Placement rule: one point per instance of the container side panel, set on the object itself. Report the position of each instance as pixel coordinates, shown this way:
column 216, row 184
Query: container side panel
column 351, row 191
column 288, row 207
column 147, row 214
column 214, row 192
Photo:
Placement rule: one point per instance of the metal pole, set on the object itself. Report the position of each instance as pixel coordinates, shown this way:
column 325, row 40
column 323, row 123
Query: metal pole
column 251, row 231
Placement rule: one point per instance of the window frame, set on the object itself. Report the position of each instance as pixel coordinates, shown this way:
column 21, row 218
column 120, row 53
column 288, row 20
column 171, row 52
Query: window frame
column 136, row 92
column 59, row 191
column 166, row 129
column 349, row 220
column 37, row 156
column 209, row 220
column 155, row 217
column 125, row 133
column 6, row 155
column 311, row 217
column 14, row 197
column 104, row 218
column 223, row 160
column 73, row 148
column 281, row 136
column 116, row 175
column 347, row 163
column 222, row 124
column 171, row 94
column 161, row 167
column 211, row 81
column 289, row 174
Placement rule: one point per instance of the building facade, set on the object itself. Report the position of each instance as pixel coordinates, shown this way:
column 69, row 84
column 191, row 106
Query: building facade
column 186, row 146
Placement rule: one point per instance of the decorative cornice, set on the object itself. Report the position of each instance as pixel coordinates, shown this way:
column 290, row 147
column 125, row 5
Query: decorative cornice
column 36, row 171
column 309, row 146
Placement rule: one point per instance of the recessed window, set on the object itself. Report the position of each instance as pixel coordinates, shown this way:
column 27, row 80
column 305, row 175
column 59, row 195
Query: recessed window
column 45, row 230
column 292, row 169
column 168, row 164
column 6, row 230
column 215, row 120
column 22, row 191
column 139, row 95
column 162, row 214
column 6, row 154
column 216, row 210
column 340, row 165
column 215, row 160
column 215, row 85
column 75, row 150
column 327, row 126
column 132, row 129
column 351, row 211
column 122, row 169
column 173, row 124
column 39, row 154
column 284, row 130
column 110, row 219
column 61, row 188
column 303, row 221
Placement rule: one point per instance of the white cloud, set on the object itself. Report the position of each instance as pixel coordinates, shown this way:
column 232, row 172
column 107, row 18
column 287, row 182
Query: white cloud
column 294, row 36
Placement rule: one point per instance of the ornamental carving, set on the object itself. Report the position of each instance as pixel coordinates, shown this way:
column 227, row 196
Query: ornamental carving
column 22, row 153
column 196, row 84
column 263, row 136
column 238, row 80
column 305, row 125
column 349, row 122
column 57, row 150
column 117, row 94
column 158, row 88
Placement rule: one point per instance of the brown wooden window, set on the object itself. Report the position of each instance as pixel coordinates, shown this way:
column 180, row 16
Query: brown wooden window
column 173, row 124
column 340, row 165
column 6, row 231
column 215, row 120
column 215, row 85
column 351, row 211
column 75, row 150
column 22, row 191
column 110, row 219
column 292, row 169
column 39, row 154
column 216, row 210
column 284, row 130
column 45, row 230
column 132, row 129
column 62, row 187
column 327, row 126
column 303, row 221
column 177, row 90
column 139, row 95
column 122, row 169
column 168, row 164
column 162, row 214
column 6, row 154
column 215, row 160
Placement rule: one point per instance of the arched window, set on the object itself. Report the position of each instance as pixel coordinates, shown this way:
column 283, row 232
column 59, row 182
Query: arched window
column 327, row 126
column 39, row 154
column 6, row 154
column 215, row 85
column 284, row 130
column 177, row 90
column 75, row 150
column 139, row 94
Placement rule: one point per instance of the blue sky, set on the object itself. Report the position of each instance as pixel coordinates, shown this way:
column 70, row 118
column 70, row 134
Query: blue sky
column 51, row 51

## WHAT YOU ARE ASKED TO DO
Reproduce the entries exactly, each one as given.

## RESPONSE
Placement rule: one point per instance of the container side panel, set on the object itself. Report the position of each instance as pixel coordinates, shown this way:
column 216, row 184
Query: container side panel
column 351, row 191
column 288, row 207
column 147, row 214
column 214, row 192
Photo:
Placement rule: one point per instance of the metal pole, set on the object itself. Report the position of each instance as pixel coordinates, shown this way:
column 325, row 40
column 323, row 123
Query: metal pole
column 251, row 231
Placement rule: one point per instance of the window frame, set on the object itself. Report the position of each instance as pixel coordinates, shown this way:
column 21, row 218
column 120, row 53
column 288, row 20
column 171, row 52
Query: window frame
column 136, row 92
column 59, row 191
column 166, row 129
column 349, row 220
column 37, row 156
column 209, row 220
column 155, row 217
column 125, row 133
column 6, row 155
column 311, row 217
column 14, row 197
column 104, row 218
column 223, row 160
column 73, row 148
column 281, row 136
column 116, row 175
column 347, row 163
column 222, row 124
column 171, row 94
column 161, row 167
column 211, row 81
column 289, row 174
Placement rule: one point per instance of the building facade, set on the object itself. Report the position of each instance as pixel coordinates, shown this way:
column 69, row 84
column 191, row 106
Query: building facade
column 186, row 146
Placement rule: one point per instance of the decorative cornice, set on the object itself. Report the position of each instance as pixel coordinates, shown this way:
column 290, row 147
column 125, row 5
Query: decorative cornice
column 36, row 171
column 309, row 146
Placement rule: one point per instance of the recessed window, set on the object itself. Report the position of each instance as pixel coordinates, shown this way:
column 27, row 80
column 305, row 175
column 59, row 195
Query: recessed window
column 45, row 230
column 292, row 169
column 168, row 164
column 6, row 230
column 215, row 120
column 22, row 191
column 139, row 95
column 162, row 214
column 6, row 154
column 216, row 210
column 340, row 165
column 215, row 160
column 215, row 85
column 75, row 150
column 327, row 126
column 132, row 129
column 351, row 211
column 122, row 169
column 173, row 124
column 39, row 154
column 284, row 130
column 110, row 219
column 61, row 188
column 303, row 221
Placement rule: one point per instance of the white cloud, set on the object itself. Report the position of each instance as pixel coordinates, shown this way:
column 232, row 172
column 107, row 18
column 287, row 182
Query: white cloud
column 294, row 36
Placement rule: one point per instance of the ornamental carving, set on the object itself. Report the position of each instance as pixel coordinates, shown this way:
column 227, row 196
Query: ornamental carving
column 22, row 153
column 196, row 84
column 263, row 136
column 238, row 80
column 305, row 125
column 349, row 122
column 57, row 150
column 117, row 94
column 158, row 88
Placement rule: one point per instance of the brown wooden window, set on the object itself. Report the position of each instance as pixel coordinates, shown this way:
column 180, row 16
Query: brown wooden window
column 173, row 124
column 340, row 165
column 6, row 231
column 215, row 120
column 215, row 85
column 351, row 211
column 75, row 150
column 22, row 191
column 110, row 219
column 292, row 169
column 39, row 154
column 216, row 210
column 284, row 130
column 45, row 230
column 132, row 129
column 62, row 187
column 327, row 126
column 303, row 221
column 177, row 90
column 139, row 95
column 122, row 169
column 168, row 164
column 162, row 214
column 6, row 154
column 215, row 160
Placement rule: one point per instance of the arched window, set on the object itself. Report the position of each instance as pixel coordinates, shown this way:
column 283, row 232
column 59, row 182
Query: arched window
column 327, row 126
column 39, row 154
column 6, row 154
column 215, row 85
column 284, row 130
column 177, row 90
column 75, row 150
column 139, row 94
Placement rule: one point per instance of the blue sky, set on the object itself. Report the position of each instance as pixel coordinates, shown this way:
column 70, row 118
column 70, row 134
Query: blue sky
column 51, row 51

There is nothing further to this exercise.